Records –
■ ■ ■ ■
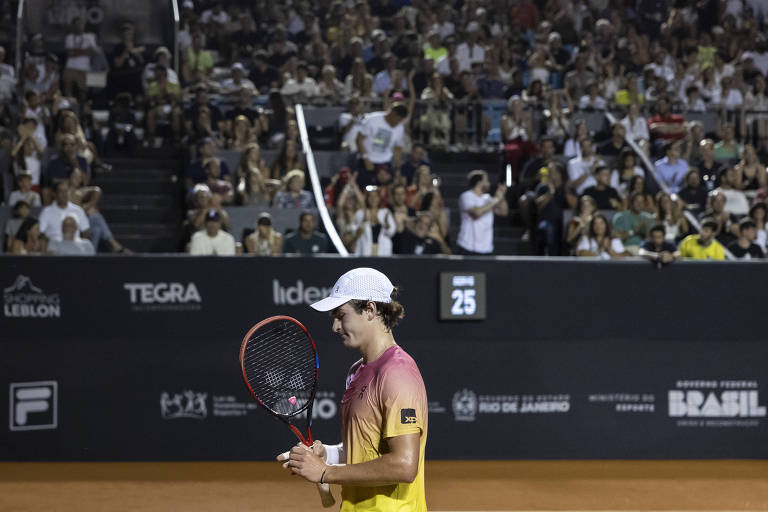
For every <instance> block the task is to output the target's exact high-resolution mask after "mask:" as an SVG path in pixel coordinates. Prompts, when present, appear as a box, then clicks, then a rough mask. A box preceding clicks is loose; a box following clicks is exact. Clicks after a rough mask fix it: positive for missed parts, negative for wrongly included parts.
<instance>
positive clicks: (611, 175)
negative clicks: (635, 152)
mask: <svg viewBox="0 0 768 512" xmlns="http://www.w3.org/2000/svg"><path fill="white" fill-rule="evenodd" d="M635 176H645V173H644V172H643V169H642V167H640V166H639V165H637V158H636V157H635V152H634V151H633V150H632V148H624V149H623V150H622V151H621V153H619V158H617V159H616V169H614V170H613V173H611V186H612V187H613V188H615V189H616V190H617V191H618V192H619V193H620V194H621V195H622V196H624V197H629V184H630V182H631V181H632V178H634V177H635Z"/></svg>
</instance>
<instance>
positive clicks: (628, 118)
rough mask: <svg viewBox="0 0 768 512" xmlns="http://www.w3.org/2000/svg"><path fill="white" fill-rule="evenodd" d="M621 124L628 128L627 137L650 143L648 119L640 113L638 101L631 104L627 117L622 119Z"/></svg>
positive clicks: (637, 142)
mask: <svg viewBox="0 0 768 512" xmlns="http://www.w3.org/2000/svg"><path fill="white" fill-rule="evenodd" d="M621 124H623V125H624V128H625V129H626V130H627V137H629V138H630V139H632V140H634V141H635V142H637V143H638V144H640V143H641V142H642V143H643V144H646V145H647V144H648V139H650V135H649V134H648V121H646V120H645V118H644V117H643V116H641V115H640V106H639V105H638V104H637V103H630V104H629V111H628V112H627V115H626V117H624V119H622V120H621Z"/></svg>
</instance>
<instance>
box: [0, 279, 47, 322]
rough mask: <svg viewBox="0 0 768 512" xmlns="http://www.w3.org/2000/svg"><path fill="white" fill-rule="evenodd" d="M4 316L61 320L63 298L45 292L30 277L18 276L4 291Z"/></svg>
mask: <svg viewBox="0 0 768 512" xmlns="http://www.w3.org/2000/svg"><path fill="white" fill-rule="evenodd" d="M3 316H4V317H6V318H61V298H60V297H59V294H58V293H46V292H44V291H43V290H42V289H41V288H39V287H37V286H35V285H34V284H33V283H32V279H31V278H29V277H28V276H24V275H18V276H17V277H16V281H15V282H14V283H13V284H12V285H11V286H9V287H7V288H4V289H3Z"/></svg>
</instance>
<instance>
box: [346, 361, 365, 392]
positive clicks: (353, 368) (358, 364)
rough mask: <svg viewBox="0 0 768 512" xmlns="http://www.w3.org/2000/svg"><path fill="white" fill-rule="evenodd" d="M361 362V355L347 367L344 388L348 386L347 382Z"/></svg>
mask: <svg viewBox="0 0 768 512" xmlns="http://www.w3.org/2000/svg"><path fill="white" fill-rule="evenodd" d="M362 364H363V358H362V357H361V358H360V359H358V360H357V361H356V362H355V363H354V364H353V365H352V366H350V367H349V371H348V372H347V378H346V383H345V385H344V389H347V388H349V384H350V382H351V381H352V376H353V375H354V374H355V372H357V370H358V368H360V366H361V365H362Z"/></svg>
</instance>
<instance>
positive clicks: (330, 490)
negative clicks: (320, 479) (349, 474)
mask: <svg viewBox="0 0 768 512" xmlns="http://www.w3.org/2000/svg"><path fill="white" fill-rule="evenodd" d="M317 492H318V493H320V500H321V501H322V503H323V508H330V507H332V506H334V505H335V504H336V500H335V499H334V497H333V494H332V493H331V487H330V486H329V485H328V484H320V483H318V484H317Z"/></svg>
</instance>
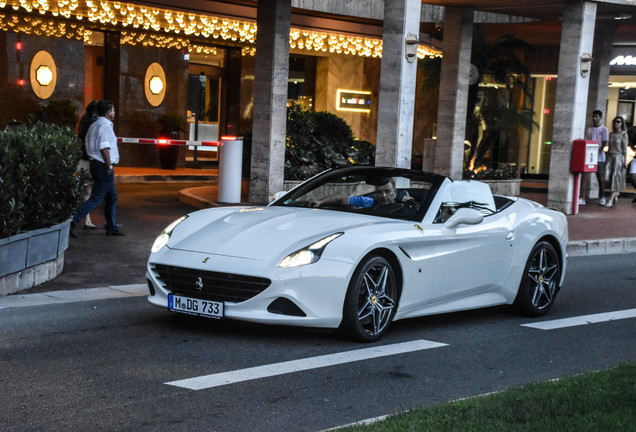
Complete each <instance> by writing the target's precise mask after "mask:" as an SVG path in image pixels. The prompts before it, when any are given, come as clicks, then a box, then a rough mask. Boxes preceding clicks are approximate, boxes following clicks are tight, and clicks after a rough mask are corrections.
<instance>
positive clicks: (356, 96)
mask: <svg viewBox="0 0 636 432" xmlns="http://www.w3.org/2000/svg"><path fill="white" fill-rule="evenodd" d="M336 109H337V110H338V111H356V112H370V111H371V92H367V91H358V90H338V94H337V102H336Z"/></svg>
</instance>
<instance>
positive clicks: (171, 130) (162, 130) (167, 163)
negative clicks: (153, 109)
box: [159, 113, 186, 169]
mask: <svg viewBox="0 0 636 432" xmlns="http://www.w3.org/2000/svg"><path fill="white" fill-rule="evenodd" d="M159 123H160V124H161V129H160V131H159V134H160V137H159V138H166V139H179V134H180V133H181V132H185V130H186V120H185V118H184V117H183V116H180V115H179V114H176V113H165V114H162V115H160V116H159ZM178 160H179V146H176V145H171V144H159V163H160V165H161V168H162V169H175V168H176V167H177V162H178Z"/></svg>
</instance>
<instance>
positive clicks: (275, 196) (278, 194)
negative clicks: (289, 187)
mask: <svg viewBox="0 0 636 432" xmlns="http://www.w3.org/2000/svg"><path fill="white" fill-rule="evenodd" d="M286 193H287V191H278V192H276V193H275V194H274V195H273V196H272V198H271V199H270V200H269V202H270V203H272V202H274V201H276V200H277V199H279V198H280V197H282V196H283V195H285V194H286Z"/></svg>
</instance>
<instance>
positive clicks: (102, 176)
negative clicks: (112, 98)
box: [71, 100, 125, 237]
■ ■ ■ ■
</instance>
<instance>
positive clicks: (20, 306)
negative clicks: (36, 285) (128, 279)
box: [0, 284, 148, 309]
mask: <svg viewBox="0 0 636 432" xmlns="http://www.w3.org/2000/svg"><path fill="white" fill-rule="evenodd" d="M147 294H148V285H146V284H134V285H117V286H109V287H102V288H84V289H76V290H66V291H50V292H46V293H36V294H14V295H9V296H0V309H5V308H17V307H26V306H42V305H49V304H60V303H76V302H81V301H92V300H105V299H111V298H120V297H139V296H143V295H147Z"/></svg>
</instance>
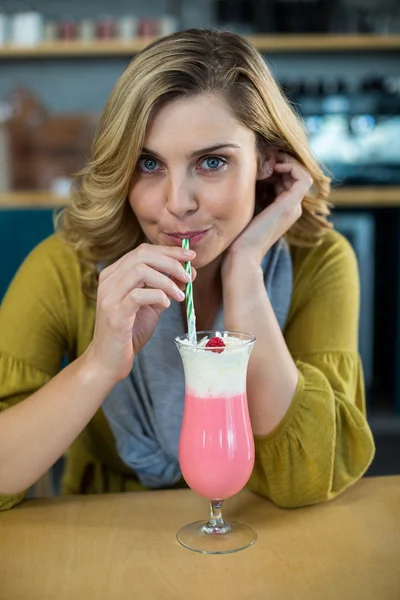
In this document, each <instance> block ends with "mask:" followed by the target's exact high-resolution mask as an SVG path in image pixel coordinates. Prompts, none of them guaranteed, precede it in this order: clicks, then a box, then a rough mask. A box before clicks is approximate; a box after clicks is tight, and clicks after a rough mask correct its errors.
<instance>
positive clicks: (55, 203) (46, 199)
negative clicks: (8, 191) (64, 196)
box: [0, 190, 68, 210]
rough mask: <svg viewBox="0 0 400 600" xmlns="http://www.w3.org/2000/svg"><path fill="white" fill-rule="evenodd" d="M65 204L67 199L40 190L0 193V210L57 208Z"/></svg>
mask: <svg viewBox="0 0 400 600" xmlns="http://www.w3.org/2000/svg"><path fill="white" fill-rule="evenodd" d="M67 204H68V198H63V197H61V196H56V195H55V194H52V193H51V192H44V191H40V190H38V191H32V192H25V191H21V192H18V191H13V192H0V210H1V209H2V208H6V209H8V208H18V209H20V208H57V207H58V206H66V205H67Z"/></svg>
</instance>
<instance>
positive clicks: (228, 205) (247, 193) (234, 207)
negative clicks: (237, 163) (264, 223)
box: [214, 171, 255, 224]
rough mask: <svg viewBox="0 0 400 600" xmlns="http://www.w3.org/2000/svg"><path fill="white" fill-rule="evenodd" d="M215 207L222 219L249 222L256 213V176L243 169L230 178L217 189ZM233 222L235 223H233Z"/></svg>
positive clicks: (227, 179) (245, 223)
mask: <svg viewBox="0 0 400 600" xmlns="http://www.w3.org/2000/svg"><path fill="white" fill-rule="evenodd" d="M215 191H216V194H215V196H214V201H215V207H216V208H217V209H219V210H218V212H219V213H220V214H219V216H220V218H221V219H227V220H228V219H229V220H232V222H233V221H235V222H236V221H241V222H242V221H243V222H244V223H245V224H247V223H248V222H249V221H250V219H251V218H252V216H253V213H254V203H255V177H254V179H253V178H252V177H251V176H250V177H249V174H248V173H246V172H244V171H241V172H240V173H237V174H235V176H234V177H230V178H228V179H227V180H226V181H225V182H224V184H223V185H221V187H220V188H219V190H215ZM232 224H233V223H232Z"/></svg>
■ ■ ■ ■
Request – In the material, from the line with "For every <instance>" up to and including the line with "negative clicks: (635, 152)", change "rough mask" to "coarse mask". Write out only those lines, with nothing else altered.

Exercise solution –
For every <instance> block the task is to output the target's exact high-resolution mask after "mask:" as an SVG path in pixel coordinates. Prompts, when present, appear as a box, then clicks, then a coarse mask. A box preceding clicks is loose; a box following clicks is exact. Clicks after a coarse mask fix it: positive for missed parts, negative for wrongly included parts.
<instance>
positive clicks: (611, 175)
negative clicks: (635, 152)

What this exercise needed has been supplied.